(Request) Pictures are not part of the answer. Return the lines from the one containing "locate: green foliage" through the end of the data, both included, exactly as they appear.

(Available data)
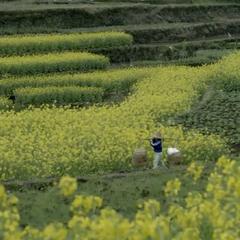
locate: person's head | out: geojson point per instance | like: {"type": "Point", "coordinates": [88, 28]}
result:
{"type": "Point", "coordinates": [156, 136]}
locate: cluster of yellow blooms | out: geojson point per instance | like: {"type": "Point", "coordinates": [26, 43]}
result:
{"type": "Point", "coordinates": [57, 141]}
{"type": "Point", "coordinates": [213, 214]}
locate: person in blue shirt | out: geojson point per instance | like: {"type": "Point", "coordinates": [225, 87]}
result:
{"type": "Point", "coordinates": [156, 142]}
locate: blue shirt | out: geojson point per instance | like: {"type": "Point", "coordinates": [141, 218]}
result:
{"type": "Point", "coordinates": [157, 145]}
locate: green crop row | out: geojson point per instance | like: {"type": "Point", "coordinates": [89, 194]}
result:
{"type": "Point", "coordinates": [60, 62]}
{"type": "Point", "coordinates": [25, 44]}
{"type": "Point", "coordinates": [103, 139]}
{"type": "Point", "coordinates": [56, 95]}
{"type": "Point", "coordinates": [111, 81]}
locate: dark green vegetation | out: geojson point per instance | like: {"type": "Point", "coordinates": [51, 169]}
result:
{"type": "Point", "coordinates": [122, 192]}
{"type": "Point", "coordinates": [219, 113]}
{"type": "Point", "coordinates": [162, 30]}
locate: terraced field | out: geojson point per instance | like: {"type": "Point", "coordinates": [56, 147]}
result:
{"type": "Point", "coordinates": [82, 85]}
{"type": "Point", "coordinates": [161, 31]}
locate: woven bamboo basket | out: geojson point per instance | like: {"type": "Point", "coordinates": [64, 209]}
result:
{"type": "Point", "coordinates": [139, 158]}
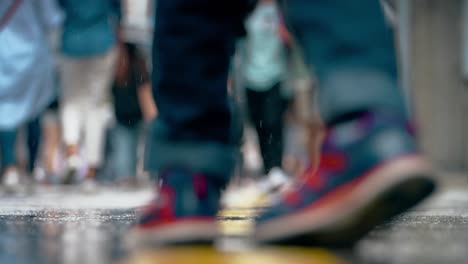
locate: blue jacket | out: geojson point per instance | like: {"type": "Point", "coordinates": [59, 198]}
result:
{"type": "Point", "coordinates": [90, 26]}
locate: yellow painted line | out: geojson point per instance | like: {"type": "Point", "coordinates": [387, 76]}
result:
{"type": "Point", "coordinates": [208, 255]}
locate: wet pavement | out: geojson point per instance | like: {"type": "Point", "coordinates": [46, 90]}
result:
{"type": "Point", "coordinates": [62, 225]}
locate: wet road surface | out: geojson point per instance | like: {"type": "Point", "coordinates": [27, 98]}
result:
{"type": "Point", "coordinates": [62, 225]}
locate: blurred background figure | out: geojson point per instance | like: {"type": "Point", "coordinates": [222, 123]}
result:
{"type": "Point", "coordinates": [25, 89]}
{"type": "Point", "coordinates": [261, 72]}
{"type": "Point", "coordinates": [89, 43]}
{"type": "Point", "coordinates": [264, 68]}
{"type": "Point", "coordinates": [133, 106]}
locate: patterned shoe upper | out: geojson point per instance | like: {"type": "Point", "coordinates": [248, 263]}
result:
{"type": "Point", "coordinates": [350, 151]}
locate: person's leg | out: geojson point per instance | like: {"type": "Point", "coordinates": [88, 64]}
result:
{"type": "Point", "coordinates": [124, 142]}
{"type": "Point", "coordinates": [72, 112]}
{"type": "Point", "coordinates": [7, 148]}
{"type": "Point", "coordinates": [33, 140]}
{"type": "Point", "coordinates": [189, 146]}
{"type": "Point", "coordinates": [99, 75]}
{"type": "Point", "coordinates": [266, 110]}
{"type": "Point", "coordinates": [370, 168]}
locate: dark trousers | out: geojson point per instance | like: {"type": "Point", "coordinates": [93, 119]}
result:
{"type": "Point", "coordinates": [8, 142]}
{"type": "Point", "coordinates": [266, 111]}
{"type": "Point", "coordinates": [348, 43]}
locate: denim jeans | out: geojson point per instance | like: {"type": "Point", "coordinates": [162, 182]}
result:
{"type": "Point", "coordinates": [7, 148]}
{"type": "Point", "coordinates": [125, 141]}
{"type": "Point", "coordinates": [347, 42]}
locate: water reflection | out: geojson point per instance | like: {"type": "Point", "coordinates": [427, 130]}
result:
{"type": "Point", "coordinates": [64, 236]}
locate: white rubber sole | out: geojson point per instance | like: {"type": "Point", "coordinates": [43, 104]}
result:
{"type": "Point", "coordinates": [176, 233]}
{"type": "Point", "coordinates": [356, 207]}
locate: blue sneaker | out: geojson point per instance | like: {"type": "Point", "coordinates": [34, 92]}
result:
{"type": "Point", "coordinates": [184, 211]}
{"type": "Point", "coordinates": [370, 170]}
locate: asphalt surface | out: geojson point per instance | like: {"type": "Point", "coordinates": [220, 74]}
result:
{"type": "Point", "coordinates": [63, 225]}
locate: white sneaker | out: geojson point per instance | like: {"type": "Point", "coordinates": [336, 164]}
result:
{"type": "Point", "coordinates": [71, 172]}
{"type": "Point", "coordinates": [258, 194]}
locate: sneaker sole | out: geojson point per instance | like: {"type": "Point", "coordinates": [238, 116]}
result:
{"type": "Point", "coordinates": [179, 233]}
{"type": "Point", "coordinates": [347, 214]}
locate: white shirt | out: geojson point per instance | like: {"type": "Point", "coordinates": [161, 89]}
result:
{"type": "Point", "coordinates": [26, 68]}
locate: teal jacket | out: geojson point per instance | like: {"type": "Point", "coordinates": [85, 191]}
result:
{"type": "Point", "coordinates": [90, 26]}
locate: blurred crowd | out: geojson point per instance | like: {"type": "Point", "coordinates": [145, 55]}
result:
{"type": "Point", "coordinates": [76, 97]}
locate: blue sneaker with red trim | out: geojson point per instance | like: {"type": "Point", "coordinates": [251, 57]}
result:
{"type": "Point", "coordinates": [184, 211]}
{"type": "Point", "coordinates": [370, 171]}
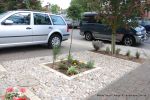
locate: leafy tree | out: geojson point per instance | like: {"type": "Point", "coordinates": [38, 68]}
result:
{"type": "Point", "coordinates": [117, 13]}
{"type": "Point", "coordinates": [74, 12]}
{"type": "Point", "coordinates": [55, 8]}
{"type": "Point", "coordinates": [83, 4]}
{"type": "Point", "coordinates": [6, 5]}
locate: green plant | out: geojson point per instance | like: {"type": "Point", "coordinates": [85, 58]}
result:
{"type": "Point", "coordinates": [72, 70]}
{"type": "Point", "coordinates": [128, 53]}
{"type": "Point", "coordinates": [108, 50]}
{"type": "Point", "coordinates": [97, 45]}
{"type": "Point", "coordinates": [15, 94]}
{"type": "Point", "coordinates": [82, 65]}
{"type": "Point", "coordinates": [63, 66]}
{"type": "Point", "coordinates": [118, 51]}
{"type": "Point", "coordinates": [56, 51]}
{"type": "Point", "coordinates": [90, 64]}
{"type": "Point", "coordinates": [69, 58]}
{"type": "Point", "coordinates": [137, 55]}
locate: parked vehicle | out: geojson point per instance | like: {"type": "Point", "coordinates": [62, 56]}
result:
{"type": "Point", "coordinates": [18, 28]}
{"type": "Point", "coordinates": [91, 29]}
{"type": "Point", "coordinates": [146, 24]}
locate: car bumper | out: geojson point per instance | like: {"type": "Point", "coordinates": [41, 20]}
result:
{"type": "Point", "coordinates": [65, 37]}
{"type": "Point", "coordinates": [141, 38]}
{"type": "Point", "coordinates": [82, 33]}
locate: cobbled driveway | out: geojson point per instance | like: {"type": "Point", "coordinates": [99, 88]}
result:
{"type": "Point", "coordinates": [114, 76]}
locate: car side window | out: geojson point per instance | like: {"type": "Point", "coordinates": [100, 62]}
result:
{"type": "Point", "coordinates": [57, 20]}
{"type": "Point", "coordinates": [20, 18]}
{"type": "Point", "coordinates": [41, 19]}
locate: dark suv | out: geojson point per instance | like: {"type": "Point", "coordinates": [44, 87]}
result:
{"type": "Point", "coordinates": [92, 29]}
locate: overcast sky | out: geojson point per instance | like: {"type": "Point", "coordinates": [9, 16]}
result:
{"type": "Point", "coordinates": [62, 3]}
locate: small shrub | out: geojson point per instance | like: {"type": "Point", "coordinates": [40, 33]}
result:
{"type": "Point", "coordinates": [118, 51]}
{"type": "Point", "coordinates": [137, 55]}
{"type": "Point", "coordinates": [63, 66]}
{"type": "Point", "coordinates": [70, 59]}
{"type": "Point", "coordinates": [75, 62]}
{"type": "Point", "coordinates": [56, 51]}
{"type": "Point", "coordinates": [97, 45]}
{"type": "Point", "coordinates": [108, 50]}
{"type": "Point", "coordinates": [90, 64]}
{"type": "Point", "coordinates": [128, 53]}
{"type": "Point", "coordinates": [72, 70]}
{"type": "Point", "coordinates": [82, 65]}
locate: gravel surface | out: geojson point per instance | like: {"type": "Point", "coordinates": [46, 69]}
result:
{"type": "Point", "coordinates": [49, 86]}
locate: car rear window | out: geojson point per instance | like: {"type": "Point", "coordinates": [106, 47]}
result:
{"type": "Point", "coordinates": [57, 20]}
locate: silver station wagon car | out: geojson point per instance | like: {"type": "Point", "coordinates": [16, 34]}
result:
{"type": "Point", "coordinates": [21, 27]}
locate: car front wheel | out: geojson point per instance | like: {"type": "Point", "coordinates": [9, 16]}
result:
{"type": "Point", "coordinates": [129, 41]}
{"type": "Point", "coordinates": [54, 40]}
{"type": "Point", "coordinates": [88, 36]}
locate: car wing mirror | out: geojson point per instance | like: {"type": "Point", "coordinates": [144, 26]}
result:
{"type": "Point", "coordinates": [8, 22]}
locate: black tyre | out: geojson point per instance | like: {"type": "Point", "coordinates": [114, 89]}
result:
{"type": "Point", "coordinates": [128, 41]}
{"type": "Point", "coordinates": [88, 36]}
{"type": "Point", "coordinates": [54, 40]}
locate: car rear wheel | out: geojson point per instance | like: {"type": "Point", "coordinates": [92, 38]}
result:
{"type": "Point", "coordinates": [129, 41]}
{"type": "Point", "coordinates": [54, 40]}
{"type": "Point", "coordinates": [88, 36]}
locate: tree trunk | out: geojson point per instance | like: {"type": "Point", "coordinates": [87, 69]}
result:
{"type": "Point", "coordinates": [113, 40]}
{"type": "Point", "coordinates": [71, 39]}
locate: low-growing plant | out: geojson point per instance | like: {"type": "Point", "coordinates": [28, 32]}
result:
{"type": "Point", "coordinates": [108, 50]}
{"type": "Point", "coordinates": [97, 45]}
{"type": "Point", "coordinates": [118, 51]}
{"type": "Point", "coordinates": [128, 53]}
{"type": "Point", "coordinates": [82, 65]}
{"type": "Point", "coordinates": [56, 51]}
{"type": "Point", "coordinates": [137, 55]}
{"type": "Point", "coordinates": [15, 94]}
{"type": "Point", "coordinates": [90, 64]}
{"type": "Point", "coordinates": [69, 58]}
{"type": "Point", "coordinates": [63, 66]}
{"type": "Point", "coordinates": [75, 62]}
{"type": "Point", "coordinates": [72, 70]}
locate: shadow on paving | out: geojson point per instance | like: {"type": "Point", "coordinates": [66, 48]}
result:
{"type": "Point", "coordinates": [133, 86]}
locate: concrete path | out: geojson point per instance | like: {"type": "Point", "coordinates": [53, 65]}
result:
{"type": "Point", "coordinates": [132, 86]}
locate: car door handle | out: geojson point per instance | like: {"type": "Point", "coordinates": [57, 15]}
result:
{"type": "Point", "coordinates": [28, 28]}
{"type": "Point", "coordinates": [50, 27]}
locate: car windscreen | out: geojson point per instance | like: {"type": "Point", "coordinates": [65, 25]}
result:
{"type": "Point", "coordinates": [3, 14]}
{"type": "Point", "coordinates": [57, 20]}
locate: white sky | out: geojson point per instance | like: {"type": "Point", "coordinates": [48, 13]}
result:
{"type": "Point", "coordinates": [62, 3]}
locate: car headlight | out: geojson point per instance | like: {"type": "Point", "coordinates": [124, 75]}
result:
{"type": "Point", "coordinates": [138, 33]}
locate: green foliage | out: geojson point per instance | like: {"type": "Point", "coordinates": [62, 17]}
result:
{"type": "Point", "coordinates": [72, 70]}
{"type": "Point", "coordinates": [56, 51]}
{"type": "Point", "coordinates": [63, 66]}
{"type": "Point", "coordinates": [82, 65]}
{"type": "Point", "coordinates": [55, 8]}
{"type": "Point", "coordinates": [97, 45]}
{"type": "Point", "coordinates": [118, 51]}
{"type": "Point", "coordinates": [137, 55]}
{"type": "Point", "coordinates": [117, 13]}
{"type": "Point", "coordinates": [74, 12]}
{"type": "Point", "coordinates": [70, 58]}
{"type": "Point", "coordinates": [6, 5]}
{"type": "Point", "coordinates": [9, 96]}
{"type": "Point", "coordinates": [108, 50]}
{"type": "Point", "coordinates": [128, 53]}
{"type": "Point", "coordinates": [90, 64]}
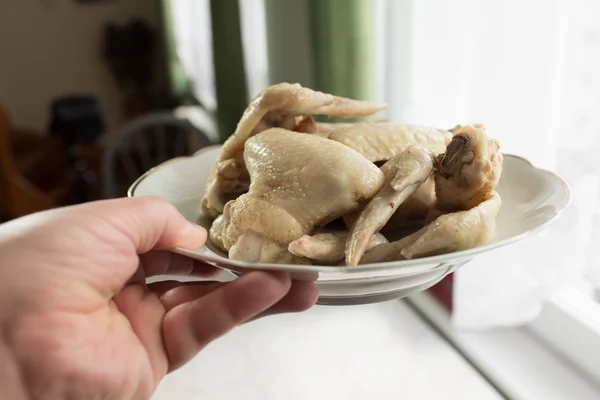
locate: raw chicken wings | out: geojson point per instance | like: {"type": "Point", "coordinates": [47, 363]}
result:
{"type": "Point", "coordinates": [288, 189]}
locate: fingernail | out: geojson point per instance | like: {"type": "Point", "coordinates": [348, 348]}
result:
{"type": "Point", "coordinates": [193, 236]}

(Task response)
locate: green foliage | out: geojson point per instance | like: {"type": "Point", "coordinates": [62, 17]}
result:
{"type": "Point", "coordinates": [72, 70]}
{"type": "Point", "coordinates": [56, 51]}
{"type": "Point", "coordinates": [63, 66]}
{"type": "Point", "coordinates": [82, 65]}
{"type": "Point", "coordinates": [55, 8]}
{"type": "Point", "coordinates": [97, 45]}
{"type": "Point", "coordinates": [118, 51]}
{"type": "Point", "coordinates": [137, 55]}
{"type": "Point", "coordinates": [117, 13]}
{"type": "Point", "coordinates": [74, 12]}
{"type": "Point", "coordinates": [70, 58]}
{"type": "Point", "coordinates": [6, 5]}
{"type": "Point", "coordinates": [9, 96]}
{"type": "Point", "coordinates": [108, 50]}
{"type": "Point", "coordinates": [128, 53]}
{"type": "Point", "coordinates": [90, 64]}
locate: raw chicken wings | out: geojson point per instance | like: {"type": "Point", "coordinates": [47, 363]}
result:
{"type": "Point", "coordinates": [288, 189]}
locate: fingernail | out: geojson point per instance | like: {"type": "Point", "coordinates": [348, 348]}
result:
{"type": "Point", "coordinates": [193, 236]}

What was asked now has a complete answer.